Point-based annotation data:
+===+

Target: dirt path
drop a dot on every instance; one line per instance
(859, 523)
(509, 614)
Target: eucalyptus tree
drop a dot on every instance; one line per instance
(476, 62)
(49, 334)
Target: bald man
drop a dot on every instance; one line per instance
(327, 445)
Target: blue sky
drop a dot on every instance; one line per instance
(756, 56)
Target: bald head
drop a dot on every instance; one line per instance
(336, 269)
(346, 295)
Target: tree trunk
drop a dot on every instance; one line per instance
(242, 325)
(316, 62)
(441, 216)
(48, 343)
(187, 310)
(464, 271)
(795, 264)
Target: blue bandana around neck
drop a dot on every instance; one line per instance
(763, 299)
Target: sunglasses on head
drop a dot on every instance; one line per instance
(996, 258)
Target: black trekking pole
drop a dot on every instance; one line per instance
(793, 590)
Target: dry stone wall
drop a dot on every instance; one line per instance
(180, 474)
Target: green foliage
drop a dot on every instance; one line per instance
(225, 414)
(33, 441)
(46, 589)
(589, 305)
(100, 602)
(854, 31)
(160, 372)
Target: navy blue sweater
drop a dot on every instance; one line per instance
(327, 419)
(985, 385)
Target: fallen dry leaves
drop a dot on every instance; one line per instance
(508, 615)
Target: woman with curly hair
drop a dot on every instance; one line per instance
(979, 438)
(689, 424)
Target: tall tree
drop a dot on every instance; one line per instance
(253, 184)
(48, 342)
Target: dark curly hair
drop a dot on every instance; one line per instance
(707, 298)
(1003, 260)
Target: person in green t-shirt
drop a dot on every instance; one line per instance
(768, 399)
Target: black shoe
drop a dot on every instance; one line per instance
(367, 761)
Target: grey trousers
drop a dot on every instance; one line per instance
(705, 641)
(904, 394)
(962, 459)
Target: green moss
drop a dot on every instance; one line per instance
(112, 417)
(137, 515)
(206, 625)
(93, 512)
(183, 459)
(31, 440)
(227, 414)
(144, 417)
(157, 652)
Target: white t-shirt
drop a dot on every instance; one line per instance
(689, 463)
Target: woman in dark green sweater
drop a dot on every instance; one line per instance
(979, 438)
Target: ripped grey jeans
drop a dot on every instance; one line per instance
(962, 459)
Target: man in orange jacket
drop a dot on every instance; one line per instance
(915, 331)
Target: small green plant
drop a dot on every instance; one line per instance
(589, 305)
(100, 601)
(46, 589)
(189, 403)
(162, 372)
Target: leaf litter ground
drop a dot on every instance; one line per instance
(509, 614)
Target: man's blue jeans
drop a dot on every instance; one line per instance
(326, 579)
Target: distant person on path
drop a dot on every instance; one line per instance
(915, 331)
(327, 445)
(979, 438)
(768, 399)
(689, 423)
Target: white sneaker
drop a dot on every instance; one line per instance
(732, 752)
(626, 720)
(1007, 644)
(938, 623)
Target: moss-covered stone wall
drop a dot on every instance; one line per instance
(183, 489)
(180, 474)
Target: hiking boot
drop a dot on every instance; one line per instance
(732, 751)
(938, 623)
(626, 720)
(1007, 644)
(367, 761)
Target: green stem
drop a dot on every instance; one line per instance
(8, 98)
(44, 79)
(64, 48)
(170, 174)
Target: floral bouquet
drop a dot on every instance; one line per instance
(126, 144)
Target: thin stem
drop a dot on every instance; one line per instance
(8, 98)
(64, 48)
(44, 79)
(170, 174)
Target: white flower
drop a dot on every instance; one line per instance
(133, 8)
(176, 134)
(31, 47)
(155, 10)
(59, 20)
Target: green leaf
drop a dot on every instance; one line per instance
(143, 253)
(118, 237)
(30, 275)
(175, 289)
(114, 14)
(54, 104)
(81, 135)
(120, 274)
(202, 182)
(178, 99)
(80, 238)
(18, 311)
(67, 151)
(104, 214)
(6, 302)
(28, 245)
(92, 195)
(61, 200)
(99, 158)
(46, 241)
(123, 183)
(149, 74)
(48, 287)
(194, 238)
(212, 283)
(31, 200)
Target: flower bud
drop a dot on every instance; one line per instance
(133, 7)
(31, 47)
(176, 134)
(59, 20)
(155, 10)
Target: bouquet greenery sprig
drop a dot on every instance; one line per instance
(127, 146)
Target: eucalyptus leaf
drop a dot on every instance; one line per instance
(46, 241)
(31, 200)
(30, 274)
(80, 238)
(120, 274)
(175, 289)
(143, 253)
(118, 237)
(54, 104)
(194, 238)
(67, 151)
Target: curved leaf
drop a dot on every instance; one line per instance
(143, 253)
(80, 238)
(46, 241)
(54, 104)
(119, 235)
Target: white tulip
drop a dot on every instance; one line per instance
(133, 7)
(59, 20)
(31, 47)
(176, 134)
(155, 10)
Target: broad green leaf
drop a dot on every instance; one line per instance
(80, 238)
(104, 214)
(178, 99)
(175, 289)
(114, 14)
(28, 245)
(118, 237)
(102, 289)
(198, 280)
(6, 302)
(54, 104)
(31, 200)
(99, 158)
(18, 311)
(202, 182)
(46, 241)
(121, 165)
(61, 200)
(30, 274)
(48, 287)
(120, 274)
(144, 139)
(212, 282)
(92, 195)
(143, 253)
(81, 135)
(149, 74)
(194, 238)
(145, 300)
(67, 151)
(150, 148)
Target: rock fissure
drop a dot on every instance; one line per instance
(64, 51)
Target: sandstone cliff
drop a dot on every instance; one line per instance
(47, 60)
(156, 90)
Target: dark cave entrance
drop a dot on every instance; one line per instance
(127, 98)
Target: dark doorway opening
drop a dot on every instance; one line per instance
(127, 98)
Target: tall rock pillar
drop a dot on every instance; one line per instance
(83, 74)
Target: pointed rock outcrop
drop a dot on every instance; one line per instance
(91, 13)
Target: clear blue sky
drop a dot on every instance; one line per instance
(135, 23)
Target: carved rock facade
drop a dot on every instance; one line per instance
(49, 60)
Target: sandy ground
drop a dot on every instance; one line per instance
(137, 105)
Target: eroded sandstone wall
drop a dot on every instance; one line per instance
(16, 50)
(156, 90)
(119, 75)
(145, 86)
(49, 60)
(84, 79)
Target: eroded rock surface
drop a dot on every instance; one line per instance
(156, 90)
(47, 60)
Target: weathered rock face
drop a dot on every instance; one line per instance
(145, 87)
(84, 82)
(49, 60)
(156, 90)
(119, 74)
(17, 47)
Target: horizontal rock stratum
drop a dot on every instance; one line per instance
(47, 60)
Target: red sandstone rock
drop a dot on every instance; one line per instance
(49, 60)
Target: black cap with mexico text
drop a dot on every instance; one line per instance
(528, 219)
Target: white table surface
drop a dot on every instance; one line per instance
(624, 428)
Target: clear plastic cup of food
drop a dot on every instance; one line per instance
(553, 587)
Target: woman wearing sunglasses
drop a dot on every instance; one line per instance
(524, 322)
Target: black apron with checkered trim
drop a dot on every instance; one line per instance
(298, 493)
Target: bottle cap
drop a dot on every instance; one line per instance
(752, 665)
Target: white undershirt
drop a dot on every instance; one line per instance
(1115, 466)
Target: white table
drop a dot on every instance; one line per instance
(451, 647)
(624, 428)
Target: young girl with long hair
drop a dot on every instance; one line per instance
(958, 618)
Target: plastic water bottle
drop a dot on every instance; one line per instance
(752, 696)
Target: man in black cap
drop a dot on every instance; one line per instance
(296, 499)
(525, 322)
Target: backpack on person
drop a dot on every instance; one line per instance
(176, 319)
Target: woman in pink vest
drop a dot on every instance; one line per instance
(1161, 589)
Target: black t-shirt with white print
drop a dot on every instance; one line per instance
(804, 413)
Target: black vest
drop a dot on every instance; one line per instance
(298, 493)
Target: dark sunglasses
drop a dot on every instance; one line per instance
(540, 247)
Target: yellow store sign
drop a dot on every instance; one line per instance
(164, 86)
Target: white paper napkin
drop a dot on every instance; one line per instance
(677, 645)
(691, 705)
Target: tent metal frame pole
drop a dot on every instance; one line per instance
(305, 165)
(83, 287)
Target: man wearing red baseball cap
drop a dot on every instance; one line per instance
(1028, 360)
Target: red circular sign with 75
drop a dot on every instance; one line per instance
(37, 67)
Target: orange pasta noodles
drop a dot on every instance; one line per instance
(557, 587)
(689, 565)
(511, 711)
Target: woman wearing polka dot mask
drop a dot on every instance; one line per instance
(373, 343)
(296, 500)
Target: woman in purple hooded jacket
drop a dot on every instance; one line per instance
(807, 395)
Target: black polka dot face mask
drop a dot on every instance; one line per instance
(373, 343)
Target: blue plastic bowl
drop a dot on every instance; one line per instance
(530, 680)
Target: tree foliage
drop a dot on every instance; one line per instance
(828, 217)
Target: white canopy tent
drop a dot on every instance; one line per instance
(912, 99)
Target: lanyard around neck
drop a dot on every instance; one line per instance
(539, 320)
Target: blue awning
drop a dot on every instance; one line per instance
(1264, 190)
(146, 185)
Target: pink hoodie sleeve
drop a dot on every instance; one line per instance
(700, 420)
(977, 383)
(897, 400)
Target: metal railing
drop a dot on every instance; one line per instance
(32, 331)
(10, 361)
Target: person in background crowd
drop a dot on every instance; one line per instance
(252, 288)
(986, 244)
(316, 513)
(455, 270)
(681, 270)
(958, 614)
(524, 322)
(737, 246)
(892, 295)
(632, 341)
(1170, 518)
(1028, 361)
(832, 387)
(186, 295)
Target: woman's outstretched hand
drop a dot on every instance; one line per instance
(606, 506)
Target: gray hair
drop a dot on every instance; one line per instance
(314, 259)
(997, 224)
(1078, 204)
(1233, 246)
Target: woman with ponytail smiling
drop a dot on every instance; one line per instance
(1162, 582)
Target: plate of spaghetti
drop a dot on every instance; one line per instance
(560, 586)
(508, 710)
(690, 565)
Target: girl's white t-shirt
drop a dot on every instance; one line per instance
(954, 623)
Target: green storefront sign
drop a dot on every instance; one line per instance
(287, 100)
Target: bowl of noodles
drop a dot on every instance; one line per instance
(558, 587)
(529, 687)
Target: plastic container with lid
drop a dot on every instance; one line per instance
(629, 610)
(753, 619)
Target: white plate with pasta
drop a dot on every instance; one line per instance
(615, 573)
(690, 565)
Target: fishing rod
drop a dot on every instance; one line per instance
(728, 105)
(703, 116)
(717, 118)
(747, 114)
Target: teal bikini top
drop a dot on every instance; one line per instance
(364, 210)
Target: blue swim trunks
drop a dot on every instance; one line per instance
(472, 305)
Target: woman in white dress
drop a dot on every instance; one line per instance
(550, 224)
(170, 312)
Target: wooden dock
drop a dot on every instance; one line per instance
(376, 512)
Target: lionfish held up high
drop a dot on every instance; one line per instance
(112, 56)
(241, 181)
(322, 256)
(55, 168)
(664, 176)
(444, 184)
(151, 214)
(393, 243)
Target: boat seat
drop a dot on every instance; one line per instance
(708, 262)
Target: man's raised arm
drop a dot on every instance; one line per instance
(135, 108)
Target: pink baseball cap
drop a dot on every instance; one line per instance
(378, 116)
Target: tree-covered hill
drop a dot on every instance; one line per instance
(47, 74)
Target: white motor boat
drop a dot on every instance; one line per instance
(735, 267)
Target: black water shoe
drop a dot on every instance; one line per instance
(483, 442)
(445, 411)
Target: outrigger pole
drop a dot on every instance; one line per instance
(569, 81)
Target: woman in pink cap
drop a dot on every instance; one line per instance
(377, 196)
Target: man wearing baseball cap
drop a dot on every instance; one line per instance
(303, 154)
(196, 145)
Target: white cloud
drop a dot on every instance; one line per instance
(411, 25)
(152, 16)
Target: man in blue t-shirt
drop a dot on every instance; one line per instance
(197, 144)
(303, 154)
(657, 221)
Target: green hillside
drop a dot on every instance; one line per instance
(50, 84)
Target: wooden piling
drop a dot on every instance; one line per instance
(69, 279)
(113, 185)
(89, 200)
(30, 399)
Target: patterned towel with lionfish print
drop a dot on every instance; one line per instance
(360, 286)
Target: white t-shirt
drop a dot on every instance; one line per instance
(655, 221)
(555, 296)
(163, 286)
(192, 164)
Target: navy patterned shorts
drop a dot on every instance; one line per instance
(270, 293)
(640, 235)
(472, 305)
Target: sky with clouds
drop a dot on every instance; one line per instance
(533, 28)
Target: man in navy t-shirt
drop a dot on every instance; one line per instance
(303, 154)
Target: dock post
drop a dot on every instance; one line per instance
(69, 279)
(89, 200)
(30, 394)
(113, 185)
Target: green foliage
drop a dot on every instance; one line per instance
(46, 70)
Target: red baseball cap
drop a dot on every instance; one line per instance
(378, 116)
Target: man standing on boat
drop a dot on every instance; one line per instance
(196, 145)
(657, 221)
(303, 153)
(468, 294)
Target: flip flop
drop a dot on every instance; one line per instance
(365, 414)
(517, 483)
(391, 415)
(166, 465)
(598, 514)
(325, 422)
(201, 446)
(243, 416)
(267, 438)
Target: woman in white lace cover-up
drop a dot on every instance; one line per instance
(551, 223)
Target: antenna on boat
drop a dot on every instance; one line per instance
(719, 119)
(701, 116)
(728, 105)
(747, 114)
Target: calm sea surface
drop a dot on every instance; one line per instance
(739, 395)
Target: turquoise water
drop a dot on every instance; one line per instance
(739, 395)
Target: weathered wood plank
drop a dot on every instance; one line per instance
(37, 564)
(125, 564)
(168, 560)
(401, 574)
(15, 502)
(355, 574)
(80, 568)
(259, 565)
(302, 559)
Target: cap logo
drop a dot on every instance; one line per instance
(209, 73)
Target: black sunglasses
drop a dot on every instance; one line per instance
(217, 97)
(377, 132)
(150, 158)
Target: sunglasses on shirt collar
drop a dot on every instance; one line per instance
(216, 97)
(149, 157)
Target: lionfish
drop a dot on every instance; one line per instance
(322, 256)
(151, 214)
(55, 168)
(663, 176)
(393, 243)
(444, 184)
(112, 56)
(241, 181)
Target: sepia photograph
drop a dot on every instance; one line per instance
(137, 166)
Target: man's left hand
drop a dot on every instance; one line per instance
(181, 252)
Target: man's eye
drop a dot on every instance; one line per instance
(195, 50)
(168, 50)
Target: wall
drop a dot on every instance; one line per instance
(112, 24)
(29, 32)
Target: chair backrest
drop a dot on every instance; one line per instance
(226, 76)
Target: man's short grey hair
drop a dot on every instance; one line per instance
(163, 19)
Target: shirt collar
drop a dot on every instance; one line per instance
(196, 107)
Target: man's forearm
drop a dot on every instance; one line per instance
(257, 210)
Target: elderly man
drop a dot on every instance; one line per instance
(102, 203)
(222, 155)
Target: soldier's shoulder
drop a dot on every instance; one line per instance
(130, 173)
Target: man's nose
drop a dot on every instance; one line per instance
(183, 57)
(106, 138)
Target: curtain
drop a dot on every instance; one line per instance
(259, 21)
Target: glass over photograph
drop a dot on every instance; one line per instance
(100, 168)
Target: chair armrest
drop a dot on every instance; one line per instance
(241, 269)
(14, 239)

+===+

Given instruction
Every line from the one holding "Target: woman in white lace cover-up" through the final line of the listing must be echoed exactly; leave out all other lines.

Full output
Target: woman in white lace cover-up
drop a dot on every instance; one line per instance
(551, 223)
Target: antenna on boat
drop a dot on every instance; one line per instance
(719, 119)
(701, 116)
(728, 105)
(747, 114)
Target: calm sea surface
drop a dot on every instance; one line per instance
(739, 395)
Target: turquoise water
drop a dot on every instance; one line per instance
(739, 395)
Target: weathered wood plank
drop a dot on every instance; one line per instance
(37, 564)
(125, 564)
(168, 560)
(401, 574)
(15, 502)
(355, 574)
(80, 568)
(259, 565)
(302, 559)
Target: cap logo
drop a dot on every instance; one line per instance
(209, 73)
Target: black sunglasses
drop a dot on every instance; one line per instance
(217, 97)
(377, 132)
(150, 158)
Target: sunglasses on shirt collar
drop a dot on every instance; one line per instance
(216, 97)
(149, 157)
Target: lionfish
drop a dot on every instance; one line per instance
(322, 256)
(151, 214)
(55, 168)
(663, 176)
(393, 243)
(444, 184)
(112, 56)
(241, 181)
Target: sepia photograph
drop a dot on every instance; one line per instance
(137, 166)
Target: man's left hand
drop a dot on every instance; one line per instance
(181, 252)
Target: man's eye
drop a dot on every instance; one line per instance
(195, 50)
(168, 50)
Target: wall
drop a dot on every instance; one line per instance
(112, 24)
(29, 32)
Target: chair backrest
drop a dot on every instance; one line per instance
(226, 76)
Target: man's short grey hair
drop a dot on every instance; one line per instance
(163, 19)
Target: shirt collar
drop a dot on every instance; one line per instance
(196, 107)
Target: man's forearm
drop a dot on every instance; one line per instance
(257, 210)
Target: elderly man
drop a dot on every instance; one line per instance
(102, 203)
(222, 155)
Target: soldier's shoulder
drop a dot on every instance; one line per instance
(130, 173)
Target: man's nose
drop a dot on every instance; one line per instance
(183, 57)
(106, 138)
Target: curtain
drop a dot on every instance; one line per instance
(259, 21)
Target: glass over photograph
drop a dot on every instance; one line per instance
(100, 168)
Target: chair armrest
drop a dot on every instance; one line per instance
(241, 269)
(14, 239)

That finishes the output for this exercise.